[文書の抜粋]:
##########
7/13(月)、マーケティング関連科目の特別講義として、大正製薬株式会社の星新児氏と吉田輝史氏をゲストに招いてのリモート講義「リポビタンDの4P戦略」が行われました。

今回の講義は、現代経営学部でマーケティングに関する科目を担当している本庄加代子准教授と八塩圭子准教授の連携企画として「マーケティング戦略」の授業時間に実施され、約50名の学生が受講し質疑応答も活発に行われました。

さらに、同講義の録画素材を「マーケティング入門」や「マーケティングリサーチ」の授業でも教材として使用し、ビジネスの事例(ケース)を使って各科目の研究テーマに沿って多角的に学ぶことを目的としています。

講義の様子。画面左から時計回りに八塩准教授、大正製薬(株)の星氏、本庄准教授、大正製薬(株)の吉田氏。

「マーケティング戦略」の受講学生からは「授業で習った4P戦略を実際に大正製薬さんのリポビタンDで説明していただいて分かりやすく理解することが出来た」「実際話を聞くまではここまでマーケティングを使って製品を販売しているとは思っていなかった。4Pが経営の上でとても重要なことだと実感し、しっかり学ぼうと思った」と、ケースを通じて理論への学びが深まったという声が多数寄せられました。

ここからは、講義の様子を一部ご紹介します。


ライブ授業として行われた「マーケティング戦略」には50名近い学生が出席。

星氏と吉田氏から、「リポビタンD」という商品の4P(プロダクト、プライス、プレイス、プロモーション)について学びました。

マーケティングの基礎的な理論である「4P」を、具体的な商品例を使って学ぶ

“ドリンク剤”という新たな飲料カテゴリーを創出し、以来57年間にわたってシェア1位を獲得してきた「リポビタンD」。
##########
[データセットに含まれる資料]
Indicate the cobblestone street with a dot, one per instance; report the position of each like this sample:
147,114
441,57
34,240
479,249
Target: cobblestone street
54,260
##########
[課題の指示]:
リポビタンDの講義に関する抜粋にある一文「ライブ授業として行われた「マーケティング戦略」には50名近い学生が出席。」を英語に訳すとどうなりますか。 データセットの資料は今回使いません。

[演習の解答]:
Nearly 50 students attended "Marketing Strategy," which was held as a live class.